*SUPPLIED DATA*:

--------------------------------

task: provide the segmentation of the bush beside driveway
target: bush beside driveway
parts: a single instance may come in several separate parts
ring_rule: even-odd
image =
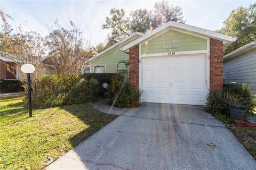
[[[0,169],[39,169],[116,117],[82,104],[35,109],[29,117],[21,95],[1,97]]]

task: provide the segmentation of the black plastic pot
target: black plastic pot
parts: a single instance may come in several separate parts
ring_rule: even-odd
[[[244,119],[247,109],[245,108],[237,109],[232,106],[229,106],[229,110],[230,110],[231,118],[241,120]]]

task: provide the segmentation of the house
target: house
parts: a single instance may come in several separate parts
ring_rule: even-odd
[[[130,84],[143,91],[141,101],[201,105],[209,90],[222,88],[223,48],[236,40],[173,21],[131,37],[93,57],[90,72],[115,72],[127,61]]]
[[[13,61],[14,57],[6,52],[0,52],[0,79],[25,79],[23,73]],[[53,74],[50,65],[44,64],[43,75]]]
[[[129,61],[129,54],[120,49],[144,34],[135,32],[89,59],[90,73],[115,73],[118,62]],[[125,69],[124,65],[121,69]]]
[[[225,55],[223,58],[225,81],[246,83],[256,94],[256,41]]]

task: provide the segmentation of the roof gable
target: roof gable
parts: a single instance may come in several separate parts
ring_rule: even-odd
[[[174,21],[169,21],[162,26],[156,28],[149,33],[138,39],[130,44],[122,48],[123,51],[127,52],[130,48],[138,44],[150,39],[151,37],[162,34],[163,32],[170,29],[176,29],[188,33],[192,33],[195,35],[204,37],[211,38],[223,41],[224,46],[227,46],[234,42],[237,38],[226,35],[221,34],[212,31],[196,27],[194,26],[180,23]]]
[[[143,34],[142,33],[140,33],[140,32],[135,32],[135,33],[133,33],[132,35],[127,37],[126,38],[123,39],[122,40],[115,44],[114,45],[113,45],[111,47],[110,47],[107,48],[106,49],[103,50],[102,52],[100,52],[100,53],[97,54],[97,55],[95,55],[93,57],[90,58],[89,60],[89,63],[92,62],[93,61],[101,57],[102,56],[107,54],[107,53],[109,53],[110,51],[115,49],[116,48],[118,47],[118,46],[122,46],[122,44],[125,44],[126,42],[130,41],[130,40],[131,40],[131,39],[133,39],[135,37],[141,37],[144,34]]]
[[[230,53],[227,54],[223,57],[223,59],[224,61],[226,61],[227,60],[235,57],[241,54],[242,54],[244,53],[247,52],[254,49],[256,49],[256,41],[254,41],[249,44],[247,44],[246,45],[236,49],[235,50],[231,52]]]

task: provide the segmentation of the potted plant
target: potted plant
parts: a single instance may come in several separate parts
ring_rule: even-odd
[[[228,96],[231,118],[243,120],[248,110],[245,108],[246,101],[237,94],[229,94]]]

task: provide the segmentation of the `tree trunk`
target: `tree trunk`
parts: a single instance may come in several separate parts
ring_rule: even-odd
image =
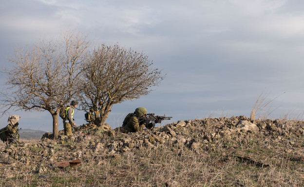
[[[108,118],[108,116],[109,116],[109,113],[111,111],[109,112],[106,112],[102,115],[102,114],[100,114],[100,117],[99,118],[97,118],[98,120],[97,123],[97,126],[101,126],[102,124],[104,124],[106,122],[106,120]]]
[[[58,113],[52,114],[53,117],[53,134],[54,139],[58,138],[59,131],[58,130]]]

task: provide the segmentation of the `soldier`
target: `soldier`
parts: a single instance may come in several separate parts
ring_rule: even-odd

--------------------------------

*PROBLEM DESCRIPTION*: Copy out every one of the entries above, substituting "nonzero" for "even-odd" and keeping everything else the same. Leave the pictures out.

*RESULT BELOW*:
task: provide the segmentation of the bush beside driveway
target: bush beside driveway
parts: a single instance may come in several separate parts
ring_rule: nonzero
image =
[[[0,169],[39,169],[116,117],[82,104],[35,109],[29,117],[21,95],[1,97]]]

task: provide the segmentation of the black plastic pot
target: black plastic pot
parts: a single instance may come in several separate parts
ring_rule: nonzero
[[[244,119],[247,109],[245,108],[237,109],[232,106],[229,106],[229,110],[230,110],[231,118],[241,120]]]

task: provide the segmentation of the house
target: house
parts: a single instance may come in several separate parts
ring_rule: nonzero
[[[130,84],[143,91],[141,101],[201,105],[209,90],[222,88],[223,48],[236,40],[173,21],[131,37],[93,57],[90,72],[115,72],[127,61]]]
[[[13,61],[14,57],[6,52],[0,52],[0,79],[25,79],[23,73]],[[53,74],[50,65],[44,64],[43,75]]]
[[[129,61],[129,54],[120,49],[144,34],[135,32],[89,59],[90,73],[115,73],[118,62]],[[125,69],[124,65],[121,69]]]
[[[225,55],[223,58],[225,81],[246,83],[256,94],[256,41]]]

task: provide the segmentation of the roof gable
target: roof gable
parts: a single instance may come in several separate parts
ring_rule: nonzero
[[[174,21],[169,21],[162,26],[156,28],[149,33],[138,39],[130,44],[122,48],[123,51],[127,52],[130,48],[138,44],[150,39],[151,37],[162,34],[163,32],[170,29],[176,29],[188,33],[192,33],[195,35],[204,37],[211,38],[223,41],[224,46],[227,46],[234,42],[237,38],[226,35],[221,34],[212,31],[196,27],[194,26],[180,23]]]
[[[143,34],[142,33],[140,33],[140,32],[135,32],[135,33],[133,33],[132,35],[127,37],[126,38],[123,39],[122,40],[115,44],[114,45],[113,45],[111,47],[110,47],[107,48],[106,49],[103,50],[102,52],[100,52],[100,53],[97,54],[97,55],[95,55],[93,57],[90,58],[89,60],[89,63],[92,62],[93,61],[101,57],[102,56],[107,54],[107,53],[109,53],[110,51],[115,49],[116,48],[118,47],[118,46],[122,46],[122,44],[125,44],[126,42],[130,41],[130,40],[131,40],[131,39],[133,39],[135,37],[141,37],[144,34]]]
[[[230,53],[227,54],[223,57],[223,59],[224,61],[226,61],[227,60],[235,57],[241,54],[242,54],[244,53],[247,52],[254,49],[256,49],[256,41],[254,41],[249,44],[247,44],[246,45],[236,49],[235,50],[231,52]]]

task: provide the segmentation of the potted plant
target: potted plant
parts: a single instance may come in several separate parts
ring_rule: nonzero
[[[228,96],[231,118],[243,120],[248,110],[245,108],[246,101],[237,94],[229,94]]]

task: provide the segmentation of the `tree trunk`
target: `tree trunk`
parts: a single instance may come in several separate parts
ring_rule: nonzero
image =
[[[108,118],[108,116],[109,116],[109,113],[111,111],[109,112],[106,112],[102,115],[102,114],[100,114],[100,117],[99,118],[97,118],[98,120],[97,123],[97,126],[101,126],[102,124],[104,124],[106,122],[106,120]]]
[[[58,113],[52,114],[53,117],[53,134],[54,139],[58,138],[59,131],[58,130]]]

task: provide the segmentation of the `soldier`
target: `soldier`
parts: a single instance may come in several separate parts
ring_rule: nonzero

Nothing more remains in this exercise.